◆ YOUR GOAL ◆
Read the records and write them out again exactly.

◆ AVAILABLE RECORDS ◆
"""
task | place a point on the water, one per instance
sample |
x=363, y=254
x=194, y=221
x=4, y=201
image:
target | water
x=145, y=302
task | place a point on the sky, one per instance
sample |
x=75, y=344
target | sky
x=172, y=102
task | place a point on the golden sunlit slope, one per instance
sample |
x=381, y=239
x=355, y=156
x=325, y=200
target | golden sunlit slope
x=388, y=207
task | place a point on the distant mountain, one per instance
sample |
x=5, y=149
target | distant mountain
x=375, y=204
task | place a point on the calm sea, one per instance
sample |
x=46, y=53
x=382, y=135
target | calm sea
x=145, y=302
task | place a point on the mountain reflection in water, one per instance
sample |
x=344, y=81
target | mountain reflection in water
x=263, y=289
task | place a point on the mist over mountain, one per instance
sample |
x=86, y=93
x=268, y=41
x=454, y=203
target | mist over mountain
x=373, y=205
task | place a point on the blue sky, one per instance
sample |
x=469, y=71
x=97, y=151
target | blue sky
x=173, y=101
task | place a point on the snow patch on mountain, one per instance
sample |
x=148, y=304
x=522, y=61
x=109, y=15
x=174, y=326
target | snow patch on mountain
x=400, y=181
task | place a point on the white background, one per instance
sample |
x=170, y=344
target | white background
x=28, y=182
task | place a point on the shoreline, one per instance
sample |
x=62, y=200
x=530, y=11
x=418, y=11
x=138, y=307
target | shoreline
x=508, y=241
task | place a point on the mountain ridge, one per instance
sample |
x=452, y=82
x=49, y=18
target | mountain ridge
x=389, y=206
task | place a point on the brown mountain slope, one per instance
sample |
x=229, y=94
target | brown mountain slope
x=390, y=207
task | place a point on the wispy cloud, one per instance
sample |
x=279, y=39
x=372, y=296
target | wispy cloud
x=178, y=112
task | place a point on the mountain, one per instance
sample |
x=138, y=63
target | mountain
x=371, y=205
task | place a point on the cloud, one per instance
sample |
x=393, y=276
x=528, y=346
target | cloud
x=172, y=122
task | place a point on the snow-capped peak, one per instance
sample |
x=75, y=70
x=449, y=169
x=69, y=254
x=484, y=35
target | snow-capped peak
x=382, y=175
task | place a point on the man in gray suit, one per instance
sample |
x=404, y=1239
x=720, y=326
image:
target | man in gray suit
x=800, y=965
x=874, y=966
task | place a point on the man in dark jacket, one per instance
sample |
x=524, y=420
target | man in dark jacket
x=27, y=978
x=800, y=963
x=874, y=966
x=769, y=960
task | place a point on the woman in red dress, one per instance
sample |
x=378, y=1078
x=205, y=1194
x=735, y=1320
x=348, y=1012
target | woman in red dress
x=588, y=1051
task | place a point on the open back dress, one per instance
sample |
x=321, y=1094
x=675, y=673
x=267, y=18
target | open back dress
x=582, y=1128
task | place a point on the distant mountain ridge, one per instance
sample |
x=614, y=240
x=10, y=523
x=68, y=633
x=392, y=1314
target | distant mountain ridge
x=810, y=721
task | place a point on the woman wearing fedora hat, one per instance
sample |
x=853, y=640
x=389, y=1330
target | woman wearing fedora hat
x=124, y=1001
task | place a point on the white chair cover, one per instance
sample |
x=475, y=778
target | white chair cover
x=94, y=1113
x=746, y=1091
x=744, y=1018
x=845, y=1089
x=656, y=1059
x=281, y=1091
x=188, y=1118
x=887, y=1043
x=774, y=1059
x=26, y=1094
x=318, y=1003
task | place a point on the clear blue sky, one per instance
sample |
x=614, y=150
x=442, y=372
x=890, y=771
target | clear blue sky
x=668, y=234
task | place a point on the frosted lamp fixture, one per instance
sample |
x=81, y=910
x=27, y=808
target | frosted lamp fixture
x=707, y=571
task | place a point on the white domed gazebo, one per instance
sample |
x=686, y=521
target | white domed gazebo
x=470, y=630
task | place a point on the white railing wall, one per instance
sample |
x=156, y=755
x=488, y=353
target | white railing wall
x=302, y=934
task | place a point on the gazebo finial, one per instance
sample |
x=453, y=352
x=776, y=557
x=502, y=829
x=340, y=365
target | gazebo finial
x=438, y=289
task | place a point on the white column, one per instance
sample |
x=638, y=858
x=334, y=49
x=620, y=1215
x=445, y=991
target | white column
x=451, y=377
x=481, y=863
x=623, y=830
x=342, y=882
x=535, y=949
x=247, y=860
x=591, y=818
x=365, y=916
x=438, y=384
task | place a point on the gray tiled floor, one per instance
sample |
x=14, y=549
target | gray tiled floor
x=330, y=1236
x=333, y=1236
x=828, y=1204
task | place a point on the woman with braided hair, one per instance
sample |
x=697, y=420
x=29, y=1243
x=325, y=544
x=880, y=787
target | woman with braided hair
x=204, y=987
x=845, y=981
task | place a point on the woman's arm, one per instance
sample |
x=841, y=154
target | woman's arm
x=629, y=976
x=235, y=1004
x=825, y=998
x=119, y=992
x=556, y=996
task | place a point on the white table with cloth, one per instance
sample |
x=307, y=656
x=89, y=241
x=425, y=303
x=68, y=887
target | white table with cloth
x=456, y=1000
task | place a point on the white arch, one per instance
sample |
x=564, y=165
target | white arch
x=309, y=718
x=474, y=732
"""
◆ ANSWER FOR THIS EXERCISE ◆
task | place a point on the water, one per instance
sample |
x=363, y=254
x=194, y=221
x=4, y=201
image:
target | water
x=145, y=302
task | place a point on the sky, one per instance
sample |
x=75, y=344
target | sky
x=172, y=102
task | place a point on the golden sunlit slope, one per instance
sample |
x=381, y=239
x=355, y=156
x=325, y=200
target | golden sunlit slope
x=388, y=207
task | place a point on the distant mountain, one per instance
sample |
x=5, y=149
target | distant mountain
x=375, y=204
task | place a point on the calm sea, one per instance
sample |
x=46, y=53
x=382, y=135
target | calm sea
x=145, y=302
task | place a point on the mountain reflection in water, one per instance
sample |
x=344, y=81
target | mountain reflection in water
x=263, y=289
task | place a point on the mist over mountain, one per instance
sample |
x=86, y=93
x=268, y=41
x=454, y=203
target | mist over mountain
x=373, y=205
task | place a point on the blue sky, one per instance
sample |
x=469, y=71
x=97, y=151
target | blue sky
x=173, y=101
task | place a point on the snow patch on mountain, one per instance
sample |
x=148, y=304
x=522, y=61
x=109, y=15
x=174, y=326
target | snow patch on mountain
x=400, y=181
task | place a point on the white background, one per instance
sample |
x=170, y=344
target | white background
x=28, y=182
task | place a point on the shoreline, one per instance
sample |
x=62, y=200
x=530, y=11
x=418, y=11
x=138, y=307
target | shoreline
x=508, y=241
task | place a point on the mountain ridge, one per instance
sample |
x=452, y=82
x=49, y=18
target | mountain ridge
x=389, y=206
task | place a point on the brown mountain slope, one per instance
sample |
x=229, y=94
target | brown mountain slope
x=390, y=207
task | place a point on the wispy cloud, one per instance
sample |
x=279, y=39
x=372, y=296
target | wispy cloud
x=178, y=112
task | place a point on the mountain, one per instance
sample |
x=138, y=63
target | mountain
x=371, y=205
task | place a point on the cloud, one per instance
sample |
x=393, y=276
x=528, y=346
target | cloud
x=172, y=122
task | place a point on the snow-capped peak, one per instance
sample |
x=75, y=70
x=449, y=169
x=69, y=254
x=484, y=35
target | snow-capped peak
x=382, y=175
task | place a point on the man in gray suit, one per instance
sample |
x=404, y=1239
x=720, y=326
image:
target | man in gray suit
x=800, y=965
x=874, y=966
task | place a point on the man in dark jacket, one per instance
sample |
x=524, y=420
target | man in dark jacket
x=27, y=978
x=800, y=963
x=874, y=966
x=769, y=960
task | place a point on the woman in red dress, one per instance
sample |
x=378, y=1078
x=205, y=1194
x=735, y=1320
x=348, y=1012
target | woman in red dress
x=588, y=1051
task | place a point on the open back dress, one per instance
sample |
x=321, y=1094
x=675, y=673
x=267, y=18
target | open back dress
x=582, y=1128
task | place a point on the distant mountain ridge, one per instance
sample |
x=614, y=240
x=10, y=523
x=68, y=633
x=392, y=1314
target | distant mountain ridge
x=810, y=721
task | place a point on the woman wearing fedora hat, one per instance
sample |
x=853, y=640
x=389, y=1330
target | woman wearing fedora hat
x=124, y=1001
task | place a point on the white chair cover, one per instance
sample |
x=475, y=778
target | white chair cover
x=94, y=1113
x=746, y=1091
x=744, y=1018
x=845, y=1089
x=656, y=1059
x=281, y=1091
x=188, y=1118
x=887, y=1043
x=774, y=1059
x=26, y=1094
x=318, y=1003
task | place a point on the clear blue sky, one per instance
sample |
x=614, y=150
x=442, y=372
x=890, y=771
target | clear blue sky
x=668, y=234
task | place a point on the frosted lamp fixture, one per instance
sample |
x=81, y=910
x=27, y=808
target | frosted lamp fixture
x=707, y=571
task | place a point on the white domed gazebo, one per instance
sample |
x=686, y=521
target | white domed gazebo
x=470, y=630
task | place a point on the white railing wall, one per instance
sample |
x=156, y=755
x=488, y=353
target | white railing wall
x=302, y=934
task | place a point on the gazebo finial, one per instance
sample |
x=453, y=352
x=776, y=557
x=502, y=829
x=340, y=365
target | gazebo finial
x=438, y=289
task | place a point on the white column, one per instance
sample |
x=638, y=858
x=334, y=49
x=620, y=1215
x=445, y=991
target | white column
x=451, y=377
x=481, y=863
x=623, y=830
x=342, y=882
x=535, y=949
x=247, y=860
x=591, y=818
x=365, y=916
x=438, y=384
task | place a point on the gray tiled floor, one per instance
sample |
x=14, y=549
target | gray tiled floor
x=330, y=1236
x=333, y=1236
x=828, y=1204
task | place a point on the woman with braided hair, one per instance
sample |
x=697, y=420
x=29, y=1243
x=325, y=544
x=880, y=787
target | woman with braided hair
x=204, y=987
x=845, y=981
task | place a point on the woman's arm, one per instance
sample |
x=841, y=154
target | woman's arm
x=629, y=976
x=235, y=1004
x=825, y=998
x=119, y=992
x=556, y=996
task | place a point on the white table with cloth, one per instance
sample |
x=307, y=656
x=89, y=241
x=425, y=303
x=68, y=887
target | white table with cloth
x=456, y=1000
task | place a point on the white arch, one per instance
sample |
x=564, y=165
target | white arch
x=309, y=718
x=474, y=732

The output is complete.